Quote the lines below exactly, from the one that holds "Target: long dark hair" through the final line of the records, and only those.
═══ DATA FOR THE TASK
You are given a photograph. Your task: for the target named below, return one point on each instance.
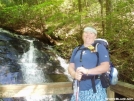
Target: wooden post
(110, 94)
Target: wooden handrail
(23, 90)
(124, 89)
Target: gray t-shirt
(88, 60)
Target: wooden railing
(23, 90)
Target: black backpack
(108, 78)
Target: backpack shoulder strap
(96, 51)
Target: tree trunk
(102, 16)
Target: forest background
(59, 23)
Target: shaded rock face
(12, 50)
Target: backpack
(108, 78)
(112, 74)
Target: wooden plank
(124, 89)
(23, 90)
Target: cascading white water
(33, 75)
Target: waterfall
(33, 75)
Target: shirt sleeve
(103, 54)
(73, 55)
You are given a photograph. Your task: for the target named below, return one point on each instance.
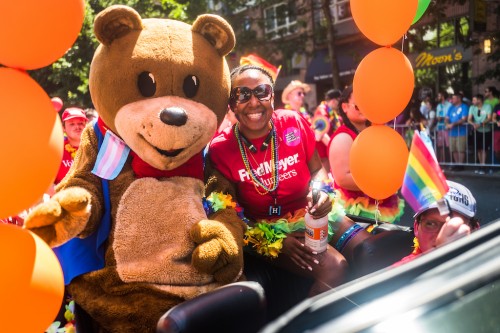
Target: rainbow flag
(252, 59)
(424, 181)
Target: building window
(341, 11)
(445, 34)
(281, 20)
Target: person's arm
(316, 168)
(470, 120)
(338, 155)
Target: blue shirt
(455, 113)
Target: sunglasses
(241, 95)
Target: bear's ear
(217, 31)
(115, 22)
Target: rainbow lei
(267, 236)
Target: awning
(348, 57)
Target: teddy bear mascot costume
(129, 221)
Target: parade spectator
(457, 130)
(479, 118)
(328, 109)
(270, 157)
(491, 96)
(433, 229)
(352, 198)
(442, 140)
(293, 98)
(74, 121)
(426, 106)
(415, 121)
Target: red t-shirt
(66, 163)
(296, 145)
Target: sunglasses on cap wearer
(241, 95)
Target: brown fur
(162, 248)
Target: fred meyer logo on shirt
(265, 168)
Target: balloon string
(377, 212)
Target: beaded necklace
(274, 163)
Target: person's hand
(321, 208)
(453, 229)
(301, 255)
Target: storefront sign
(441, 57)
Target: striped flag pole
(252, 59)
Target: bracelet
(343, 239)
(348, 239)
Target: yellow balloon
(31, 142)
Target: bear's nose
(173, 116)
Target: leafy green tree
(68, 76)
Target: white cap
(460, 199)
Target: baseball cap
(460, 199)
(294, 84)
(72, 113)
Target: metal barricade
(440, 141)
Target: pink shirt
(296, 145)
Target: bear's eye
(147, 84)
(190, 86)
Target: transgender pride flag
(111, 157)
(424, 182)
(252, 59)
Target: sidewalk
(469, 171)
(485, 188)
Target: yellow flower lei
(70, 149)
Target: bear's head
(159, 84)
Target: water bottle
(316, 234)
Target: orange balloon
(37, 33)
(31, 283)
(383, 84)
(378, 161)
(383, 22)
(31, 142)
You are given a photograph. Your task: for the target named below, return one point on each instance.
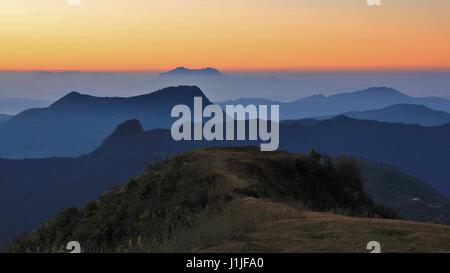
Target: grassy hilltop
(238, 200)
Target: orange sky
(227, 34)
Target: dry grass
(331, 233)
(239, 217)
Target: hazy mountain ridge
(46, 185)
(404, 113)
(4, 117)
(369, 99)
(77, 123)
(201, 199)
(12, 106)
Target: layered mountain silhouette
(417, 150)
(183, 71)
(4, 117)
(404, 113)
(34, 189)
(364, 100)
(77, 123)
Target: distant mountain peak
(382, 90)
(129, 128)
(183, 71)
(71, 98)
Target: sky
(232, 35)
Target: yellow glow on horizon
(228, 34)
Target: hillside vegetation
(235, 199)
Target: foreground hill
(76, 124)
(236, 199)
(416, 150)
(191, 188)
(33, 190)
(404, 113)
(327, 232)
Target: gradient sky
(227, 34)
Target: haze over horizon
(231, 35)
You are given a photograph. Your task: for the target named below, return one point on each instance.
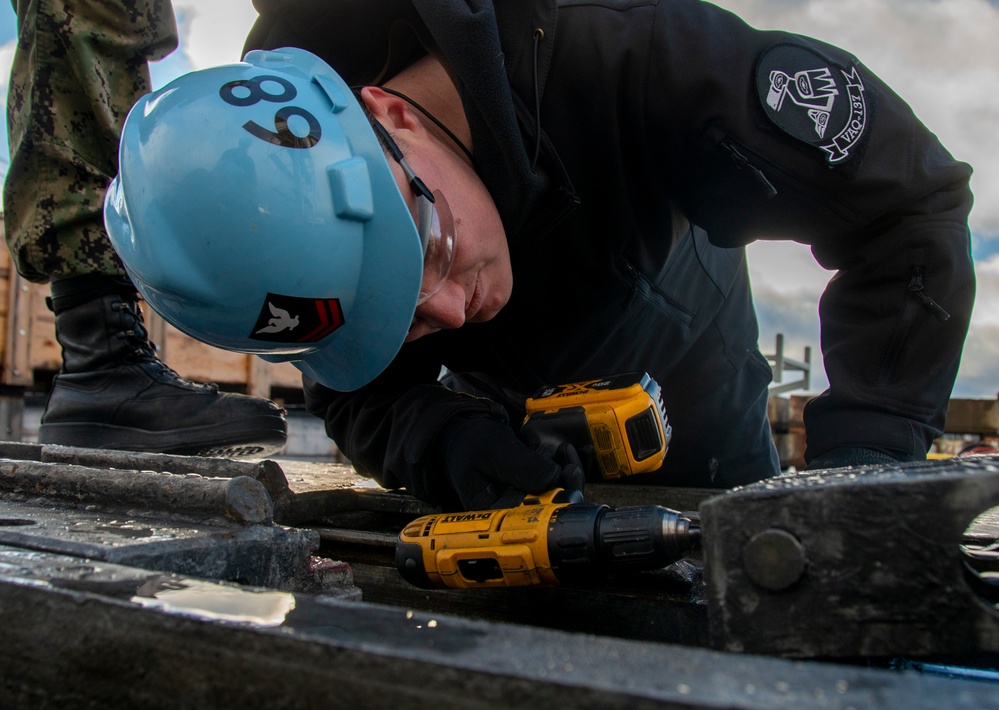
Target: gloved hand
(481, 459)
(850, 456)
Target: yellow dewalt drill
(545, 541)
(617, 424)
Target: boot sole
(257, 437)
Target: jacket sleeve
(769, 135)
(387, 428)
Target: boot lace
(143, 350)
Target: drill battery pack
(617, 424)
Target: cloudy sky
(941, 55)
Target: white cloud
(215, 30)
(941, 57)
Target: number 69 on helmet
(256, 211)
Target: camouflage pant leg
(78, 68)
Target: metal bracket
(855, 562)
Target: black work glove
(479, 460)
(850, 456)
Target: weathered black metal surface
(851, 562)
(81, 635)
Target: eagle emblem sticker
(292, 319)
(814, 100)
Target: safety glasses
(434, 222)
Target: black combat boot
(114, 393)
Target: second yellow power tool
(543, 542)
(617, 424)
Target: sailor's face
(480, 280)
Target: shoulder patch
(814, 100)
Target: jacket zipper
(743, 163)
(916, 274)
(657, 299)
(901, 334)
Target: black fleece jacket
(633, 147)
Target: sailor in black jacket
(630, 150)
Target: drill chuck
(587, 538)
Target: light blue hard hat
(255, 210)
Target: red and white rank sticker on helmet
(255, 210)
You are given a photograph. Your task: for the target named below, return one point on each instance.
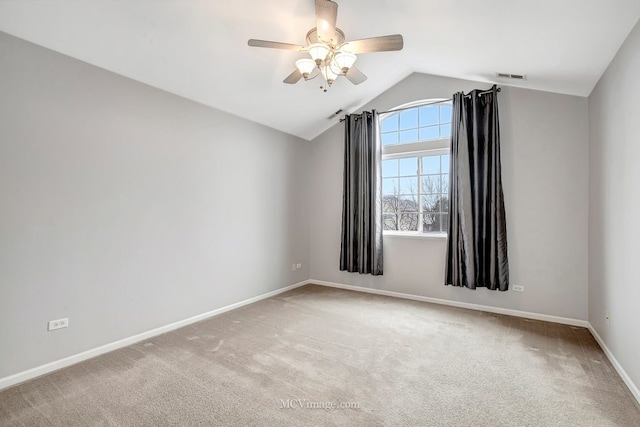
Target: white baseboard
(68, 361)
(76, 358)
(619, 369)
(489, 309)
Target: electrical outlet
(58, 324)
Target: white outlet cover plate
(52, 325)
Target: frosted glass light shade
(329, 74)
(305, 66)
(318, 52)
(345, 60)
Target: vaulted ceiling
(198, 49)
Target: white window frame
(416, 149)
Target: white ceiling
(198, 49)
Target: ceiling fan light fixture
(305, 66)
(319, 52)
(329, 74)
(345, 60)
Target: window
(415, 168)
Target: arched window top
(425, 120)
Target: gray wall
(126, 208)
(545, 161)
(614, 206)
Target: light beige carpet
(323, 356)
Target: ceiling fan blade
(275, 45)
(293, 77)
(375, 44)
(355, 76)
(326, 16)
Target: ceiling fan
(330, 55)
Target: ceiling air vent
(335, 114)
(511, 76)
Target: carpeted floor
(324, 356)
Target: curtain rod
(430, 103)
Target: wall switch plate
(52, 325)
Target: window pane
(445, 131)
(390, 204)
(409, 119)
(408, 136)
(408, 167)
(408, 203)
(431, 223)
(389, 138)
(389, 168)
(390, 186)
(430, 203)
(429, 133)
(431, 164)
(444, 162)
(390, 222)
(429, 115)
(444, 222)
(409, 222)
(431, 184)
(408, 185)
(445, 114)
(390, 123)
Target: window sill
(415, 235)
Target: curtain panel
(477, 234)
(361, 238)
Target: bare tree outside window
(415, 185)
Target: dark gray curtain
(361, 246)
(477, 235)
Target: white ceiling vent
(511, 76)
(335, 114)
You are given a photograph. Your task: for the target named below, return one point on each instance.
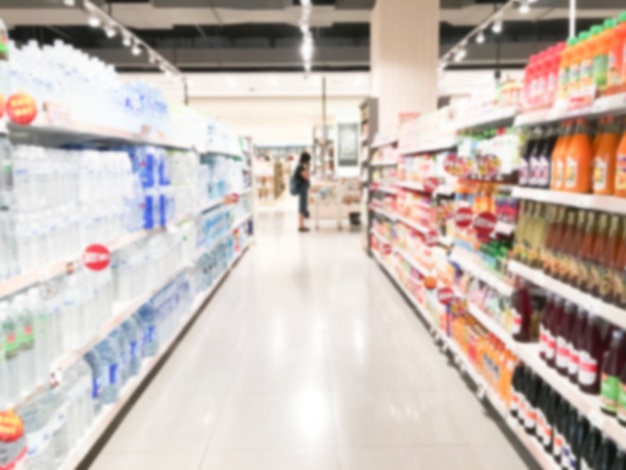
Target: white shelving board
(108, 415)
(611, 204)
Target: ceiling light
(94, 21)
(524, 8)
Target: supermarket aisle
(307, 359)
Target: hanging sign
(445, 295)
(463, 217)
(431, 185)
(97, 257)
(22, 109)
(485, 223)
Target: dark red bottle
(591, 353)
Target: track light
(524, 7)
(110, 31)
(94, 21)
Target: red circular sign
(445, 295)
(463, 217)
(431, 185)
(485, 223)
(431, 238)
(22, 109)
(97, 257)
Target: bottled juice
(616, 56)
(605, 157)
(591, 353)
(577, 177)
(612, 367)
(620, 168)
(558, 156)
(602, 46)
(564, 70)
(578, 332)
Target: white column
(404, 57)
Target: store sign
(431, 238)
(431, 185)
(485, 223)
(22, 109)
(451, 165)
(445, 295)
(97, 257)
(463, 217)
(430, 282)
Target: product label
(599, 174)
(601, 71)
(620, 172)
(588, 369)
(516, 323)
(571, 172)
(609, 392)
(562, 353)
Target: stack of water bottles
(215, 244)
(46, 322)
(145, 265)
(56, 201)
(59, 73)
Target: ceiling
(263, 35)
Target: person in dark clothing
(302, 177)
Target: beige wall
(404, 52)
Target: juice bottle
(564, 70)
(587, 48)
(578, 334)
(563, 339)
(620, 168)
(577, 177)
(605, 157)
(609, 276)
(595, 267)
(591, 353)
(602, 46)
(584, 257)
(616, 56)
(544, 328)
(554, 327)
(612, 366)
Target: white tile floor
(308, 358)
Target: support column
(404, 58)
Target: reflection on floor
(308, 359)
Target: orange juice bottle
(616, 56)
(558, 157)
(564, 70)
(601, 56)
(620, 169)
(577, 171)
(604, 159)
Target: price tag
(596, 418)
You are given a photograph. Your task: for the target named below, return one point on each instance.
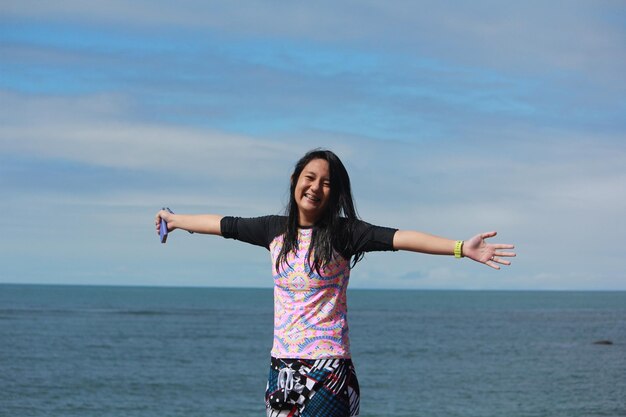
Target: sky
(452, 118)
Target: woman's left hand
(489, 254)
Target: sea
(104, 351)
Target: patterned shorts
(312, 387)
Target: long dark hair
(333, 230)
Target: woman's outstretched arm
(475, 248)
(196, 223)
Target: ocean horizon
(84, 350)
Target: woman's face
══════
▶ **OUTPUT OF THE EXERCISE**
Target: long dark hair
(333, 230)
Target: woman's outstretched arm
(475, 248)
(196, 223)
Target: ocean horizon
(84, 350)
Target: woman's face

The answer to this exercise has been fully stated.